(Location annotation dataset excerpts)
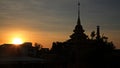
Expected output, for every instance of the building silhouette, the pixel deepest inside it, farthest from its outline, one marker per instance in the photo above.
(79, 51)
(82, 52)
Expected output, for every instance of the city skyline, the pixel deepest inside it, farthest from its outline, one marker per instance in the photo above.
(45, 21)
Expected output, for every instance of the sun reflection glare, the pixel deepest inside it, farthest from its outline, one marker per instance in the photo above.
(17, 41)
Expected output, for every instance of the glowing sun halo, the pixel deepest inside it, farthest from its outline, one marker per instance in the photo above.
(17, 41)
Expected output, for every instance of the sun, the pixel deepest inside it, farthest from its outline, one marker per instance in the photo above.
(17, 41)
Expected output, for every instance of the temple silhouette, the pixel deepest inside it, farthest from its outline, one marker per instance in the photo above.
(79, 51)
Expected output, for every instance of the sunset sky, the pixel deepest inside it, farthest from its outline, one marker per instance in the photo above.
(47, 21)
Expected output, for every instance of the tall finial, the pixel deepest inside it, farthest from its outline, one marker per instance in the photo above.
(78, 22)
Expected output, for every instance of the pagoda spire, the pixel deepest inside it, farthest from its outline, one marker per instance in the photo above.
(78, 21)
(78, 34)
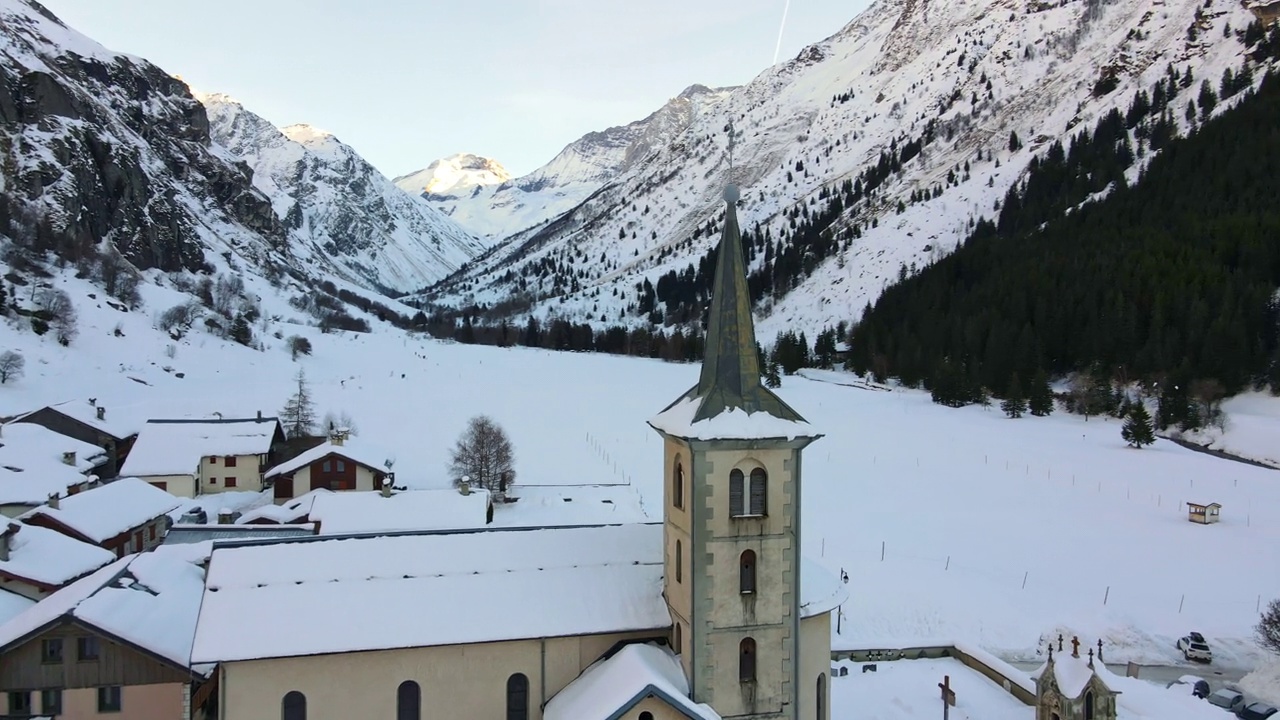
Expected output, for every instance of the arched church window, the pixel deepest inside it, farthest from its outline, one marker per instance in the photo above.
(408, 701)
(517, 697)
(746, 572)
(677, 484)
(680, 561)
(293, 706)
(746, 661)
(759, 487)
(736, 507)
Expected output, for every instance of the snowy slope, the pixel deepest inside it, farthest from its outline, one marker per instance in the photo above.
(901, 64)
(329, 195)
(499, 210)
(456, 174)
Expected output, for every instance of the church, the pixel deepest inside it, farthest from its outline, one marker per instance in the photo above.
(711, 614)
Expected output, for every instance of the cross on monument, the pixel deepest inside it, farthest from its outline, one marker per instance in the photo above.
(949, 696)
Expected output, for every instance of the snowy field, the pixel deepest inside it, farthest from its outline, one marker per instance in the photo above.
(950, 523)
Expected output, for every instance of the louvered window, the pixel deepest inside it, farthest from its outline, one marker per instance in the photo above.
(735, 495)
(759, 487)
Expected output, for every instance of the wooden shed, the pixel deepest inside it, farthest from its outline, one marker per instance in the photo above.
(1203, 514)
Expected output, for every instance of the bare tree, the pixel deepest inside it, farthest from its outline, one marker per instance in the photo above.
(1269, 627)
(484, 454)
(298, 414)
(10, 365)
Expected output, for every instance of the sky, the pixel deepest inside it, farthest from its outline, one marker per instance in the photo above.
(406, 82)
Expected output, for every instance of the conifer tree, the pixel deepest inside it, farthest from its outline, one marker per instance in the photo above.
(1137, 429)
(1041, 401)
(1014, 404)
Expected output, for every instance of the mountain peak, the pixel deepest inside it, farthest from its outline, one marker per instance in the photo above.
(453, 174)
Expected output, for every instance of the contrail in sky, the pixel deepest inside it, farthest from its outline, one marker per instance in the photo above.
(778, 46)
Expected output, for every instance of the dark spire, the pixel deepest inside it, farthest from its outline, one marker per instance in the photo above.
(731, 368)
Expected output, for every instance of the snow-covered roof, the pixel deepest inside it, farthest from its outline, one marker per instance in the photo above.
(615, 684)
(731, 424)
(105, 511)
(513, 583)
(86, 413)
(355, 451)
(147, 600)
(32, 466)
(174, 447)
(348, 513)
(49, 557)
(292, 511)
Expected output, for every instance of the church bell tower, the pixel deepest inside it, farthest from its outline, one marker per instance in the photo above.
(732, 514)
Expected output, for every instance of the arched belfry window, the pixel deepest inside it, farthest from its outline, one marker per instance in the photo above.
(408, 701)
(759, 492)
(822, 697)
(677, 484)
(746, 660)
(736, 507)
(293, 706)
(517, 697)
(680, 563)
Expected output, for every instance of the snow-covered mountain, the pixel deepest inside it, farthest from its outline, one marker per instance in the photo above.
(958, 76)
(455, 174)
(325, 191)
(499, 210)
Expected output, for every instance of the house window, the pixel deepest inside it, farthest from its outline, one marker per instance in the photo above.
(109, 698)
(735, 495)
(293, 706)
(677, 484)
(746, 572)
(51, 702)
(19, 703)
(517, 697)
(51, 651)
(680, 561)
(822, 697)
(86, 648)
(746, 661)
(759, 484)
(408, 701)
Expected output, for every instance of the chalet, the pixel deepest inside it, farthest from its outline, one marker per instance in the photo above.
(87, 422)
(337, 465)
(36, 561)
(115, 642)
(190, 458)
(37, 464)
(123, 516)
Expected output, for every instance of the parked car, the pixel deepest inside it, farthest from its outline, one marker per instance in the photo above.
(1194, 650)
(1226, 698)
(1256, 711)
(1198, 687)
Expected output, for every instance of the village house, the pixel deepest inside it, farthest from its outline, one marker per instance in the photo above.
(87, 422)
(711, 613)
(37, 464)
(127, 515)
(117, 642)
(190, 458)
(36, 561)
(336, 465)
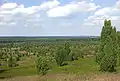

INSTRUCTION —
Turn every line of the material into a numbered list, skipping blank lines. Leave the pictures out of the answer.

TASK OUTPUT —
1. Expected output, for every instance of the building silhouette, the pixel deepest inside it, farthest from its outline, one marker per instance in the photo above.
2. (79, 51)
3. (82, 52)
4. Expected output, for every instance of the city skyline, the pixel deepest inside it, farthest from its outline, one marker per instance in the photo above.
5. (45, 21)
6. Expected output, for every instance of the sun reflection glare, the pixel deepest inside it, farthest from its outline, one marker per instance in the photo above.
7. (17, 41)
8. Expected output, for every instance of the glowing sun halo, the pixel deepest inside it, farthest from its outline, one marker per instance in the photo above.
9. (17, 41)
10. Expected output, for every instance of the sun, the pixel deepest inside it, farthest from its outline, one marker per instance in the photo above.
11. (17, 41)
12. Expected output, for every instance of the temple silhouette, the pixel deepest inside it, farthest from its outline, one marker per instance in the photo above.
13. (79, 51)
14. Expected output, for every instance of the sunset sky, the pixel deepest inside it, farthest from its outline, one marker per instance in the photo above.
15. (47, 21)
16. Expected output, for every instance of the tall finial, the pixel deepest inside it, farthest from its outline, one marker per instance in the photo above.
17. (78, 22)
18. Expected output, for every instance of the pagoda spire, the pixel deepest inside it, farthest from its outline, one marker per instance in the photo above.
19. (78, 21)
20. (78, 34)
21. Expected output, for every instance of the arched church window, the pixel deepest inside it, farthest from its outline, one marker per instance in the photo above.
22. (408, 701)
23. (517, 697)
24. (746, 572)
25. (677, 484)
26. (680, 561)
27. (293, 706)
28. (746, 661)
29. (759, 487)
30. (736, 507)
31. Expected output, for every instance of the snowy slope, the pixel deepest inside it, farthest from its outline, one marker per instance in the photo above.
32. (901, 64)
33. (329, 195)
34. (499, 210)
35. (456, 174)
36. Expected output, for every instance of the church, the pixel deepest inside it, farthest from its outline, one marker per instance in the photo above.
37. (711, 614)
38. Expected output, for every instance of the cross on monument, the pixel deepest inside it, farthest from its outline, one marker per instance in the photo above.
39. (949, 696)
40. Expected output, for every instance of the snowy field, the pixel deepest inside it, farthest from its outline, one marker per instance in the photo above.
41. (950, 523)
42. Expected output, for every instance of the louvered window, the pixel deepest inside it, farthest from its outline, one marker per instance in the photo above.
43. (735, 495)
44. (759, 487)
45. Expected output, for every instance of the wooden shed, the pixel deepest inside it, farthest from its outline, one marker per instance in the photo above.
46. (1203, 514)
47. Expected output, for every instance of the bare tree, the pixel deepest inside it, farthest from its outline, one marker per instance in the photo above.
48. (1269, 627)
49. (484, 454)
50. (298, 414)
51. (10, 365)
52. Expected output, for every instance of the sky, the pixel deepest inside it, farthest from its outline, one marker per instance in the photo above.
53. (406, 82)
54. Expected output, for every instance of the conifer tree, the pixel deepest inside it, farthest from its outline, one marker per instance in the photo above.
55. (1137, 429)
56. (1041, 401)
57. (1014, 404)
58. Expected output, for every instance of the mountain peak, the pixel deepest inside it, farthest from its outline, one marker per instance in the photo above.
59. (453, 174)
60. Expected output, for every instance of the contrail in sky, the pixel deepest inside it, farthest from its outline, one marker per instance in the photo above.
61. (778, 46)
62. Expected output, for every instance of the dark spire, the pixel deepest inside it, farthest from its outline, one marker per instance in the photo above.
63. (731, 368)
64. Expected output, for every instance of the snow-covered roof, the pixel deepest inside it, farthest from its outline, one marker per instance in the photo above.
65. (615, 684)
66. (731, 424)
67. (105, 511)
68. (513, 583)
69. (86, 413)
70. (355, 451)
71. (147, 600)
72. (32, 466)
73. (174, 447)
74. (348, 513)
75. (49, 557)
76. (292, 511)
77. Expected output, for every instance of the church bell tower, the pixel deepest inside it, farthest from its outline, one marker per instance in the photo above.
78. (732, 514)
79. Expected output, for every instance of the arched belfry window, the pixel deepest inside it, farthest from its outline, one marker per instance in the photo above.
80. (408, 701)
81. (759, 492)
82. (822, 697)
83. (677, 484)
84. (746, 660)
85. (736, 507)
86. (293, 706)
87. (517, 697)
88. (680, 563)
89. Expected output, for every instance of the snow-covered mountain, the pixel deepest inside it, farthest from its outline, one marker per instance in the photo above.
90. (958, 76)
91. (455, 174)
92. (325, 191)
93. (499, 210)
94. Expected output, for every instance of the house window, the pixel deepest inside it, farthest from its outline, one marker per instance in the photo above.
95. (109, 698)
96. (735, 495)
97. (293, 706)
98. (677, 484)
99. (746, 572)
100. (51, 702)
101. (19, 703)
102. (517, 697)
103. (51, 651)
104. (680, 561)
105. (822, 697)
106. (86, 648)
107. (746, 661)
108. (759, 484)
109. (408, 701)
110. Expected output, for every instance of the chalet, the pixel deepest inside it, farthest from its outline, one marker per instance in the photo above.
111. (87, 422)
112. (337, 465)
113. (36, 561)
114. (115, 642)
115. (190, 458)
116. (37, 464)
117. (123, 516)
118. Expected output, for every instance of the parked car, the pixel deepest inside it, farthest from its outline, one marker per instance in the photo above.
119. (1194, 650)
120. (1226, 698)
121. (1256, 711)
122. (1198, 687)
123. Expected output, for every instance of the village house, the pixel deepest inside it, farthest from its outline, one marker per instance in the photo above.
124. (87, 422)
125. (711, 613)
126. (37, 464)
127. (127, 515)
128. (117, 642)
129. (190, 458)
130. (36, 561)
131. (336, 465)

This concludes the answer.